*Tasks to carry out*:
**A)** Lay out every line of the records below, but not the R visualization text, as a Markdown table with the columns Row and Line. Skip blank lines and leave out the pictures.
**B)** Carry on the text about visualizing the iris data in R, picking up after its last sentence.

*Source*:

━━━━━━━━━━

For information on reshape and aggregate, refer to the help documents by using ?reshape or ?aggregate.

Visualizing data

Visualization is a powerful way to communicate information through graphical means. Visual presentations make data easier to comprehend. This recipe presents some basic functions to plot charts, and demonstrates how visualizations are helpful in data exploration.

Getting ready

Ensure that you have completed the previous recipes by installing R on your operating system.

How to do it...

Perform the following steps to visualize a dataset:

  1. Load the iris data into the R session:
        > data(iris)  
  1. Calculate the frequency of species within the iris using the table command:
        > table.iris = table(iris$Species)
        > table.iris
        Output:
      

setosa versicolor virginica 50 50 50
  1. As the frequency in the table shows, each species represents 1/3 of the iris data. We can draw a simple pie chart to represent the distribution of species within the iris:
        > pie(table.iris)
        Output:
The pie chart of species distribution
  1. The histogram creates a frequency plot of sorts along the x-axis. The following example produces a histogram of the sepal length:
        > hist(iris$Sepal.Length)  
The histogram of the sepal length
  1. In the histogram, the x-axis presents the sepal length and the y-axis presents the count for different sepal lengths. The histogram shows that for most irises, sepal lengths range from 4 cm to 8 cm.
  2. Boxplots, also named box and whisker graphs, allow you to convey a lot of information in one simple plot. In such a graph, the line represents the median of the sample. The box itself shows the upper and lower quartiles. The whiskers show the range:
        > boxplot(Petal.Width ~ Species, data = iris)
The boxplot of the petal width
  1. The preceding screenshot clearly shows the median and upper range of the petal width of the setosa is much shorter than versicolor and virginica. Therefore, the petal width can be used as a substantial attribute to distinguish iris species.

━━━━━━━━━━

*Excerpted records*:

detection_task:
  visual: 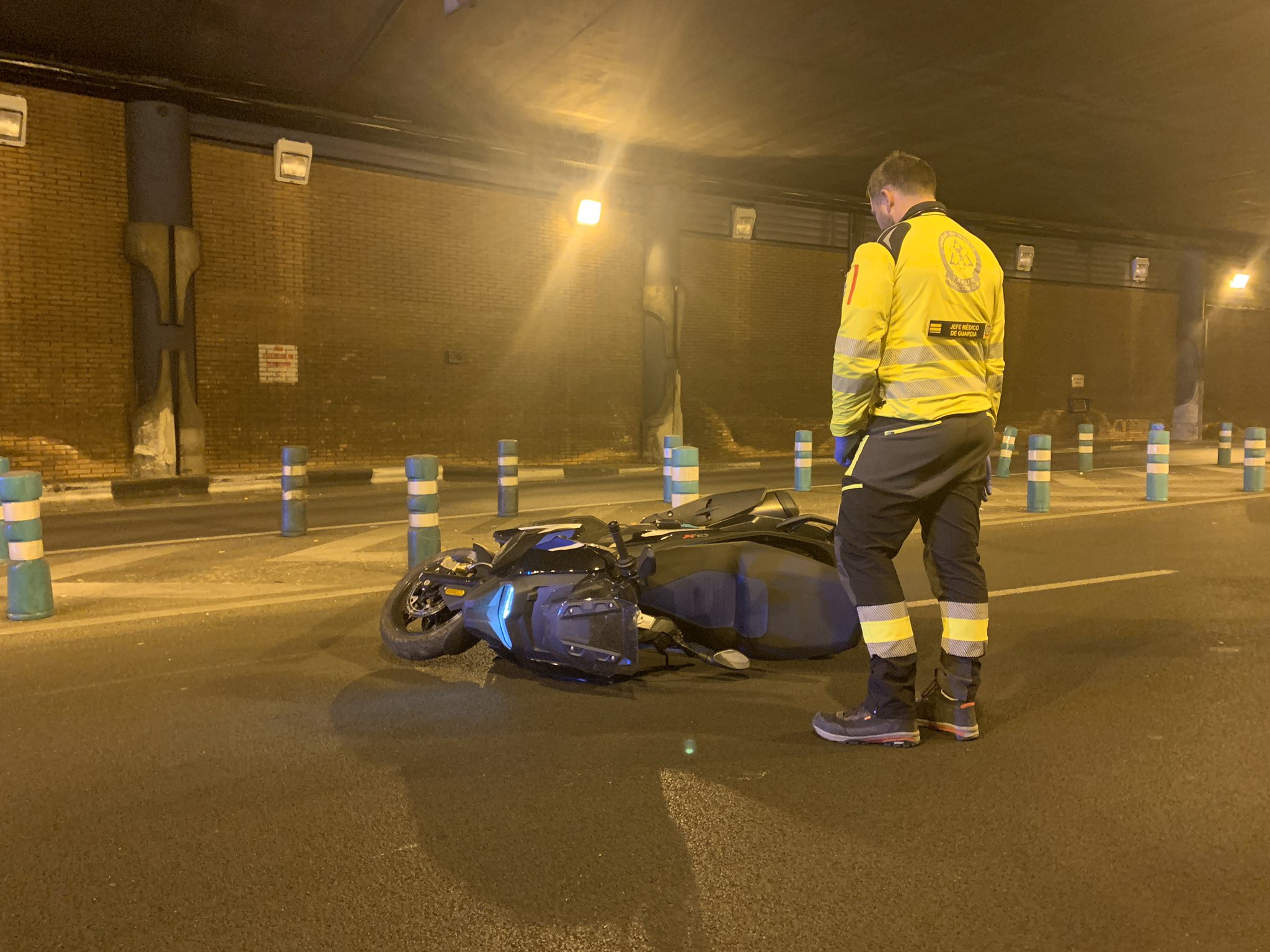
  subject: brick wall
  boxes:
[192,142,644,472]
[1001,281,1177,439]
[680,235,850,459]
[1204,307,1270,434]
[0,82,133,482]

━━━━━━━━━━

*Answers to the exercises*:
**A)**
| Row | Line |
|---|---|
| 1 | detection_task: |
| 2 |   visual:  |
| 3 |   subject: brick wall |
| 4 |   boxes: |
| 5 | [192,142,644,472] |
| 6 | [1001,281,1177,439] |
| 7 | [680,235,850,459] |
| 8 | [1204,307,1270,434] |
| 9 | [0,82,133,482] |

**B)**
  2. A scatter plot is used when there are two variables to plot against one another. This example plots the petal length against the petal width and color dots in accordance to the species it belongs to:
        > plot(x=iris$Petal.Length, y=iris$Petal.Width, col=iris$Species) 
The scatter plot of the sepal length
  1. The preceding screenshot is a scatter plot of the petal length against the petal width. As there are four attributes within the iris dataset, it takes six operations to plot all combinations. However, R provides a function named pairs, which can generate each subplot in one figure:
        > pairs(iris[1:4], main = "Edgar Anderson's Iris Data", pch = 21, 
bg = c("red", "green3", "blue")[unclass(iris$Species)])
Pairs scatterplot of iris data

How it works...

R provides many built-in plot functions, which enable users to visualize data with different kinds of plots. This recipe demonstrates the use of pie charts that can present category distribution. A pie chart of an equal size shows that the number of each species is equal. A histogram plots the frequency of different sepal lengths. A box plot can convey a great deal of descriptive statistics, and shows that the petal width can be used to distinguish an iris species. Lastly, we introduced scatter plots, which plot variables on a single plot. In order to quickly generate a scatter plot containing all the pairs of iris dataset, one may use the pairs command.

See also

  • ggplot2 is another plotting system for R, based on the implementation of Leland Wilkinson's grammar of graphics. It allows users to add, remove, or alter components in a plot with a higher abstraction. However, the level of abstraction results is slow compared to lattice graphics. For those of you interested in the topic of ggplot, you can refer to this site: http://ggplot2.org/.

Getting a dataset for machine learning

While R has a built-in dataset, the sample size and field of application is limited. Apart from generating data within a simulation, another approach is to obtain data from external data repositories. A famous data repository is the UCI machine learning repository, which contains both artificial and real datasets. This recipe introduces how to get a sample dataset from the UCI machine learning repository.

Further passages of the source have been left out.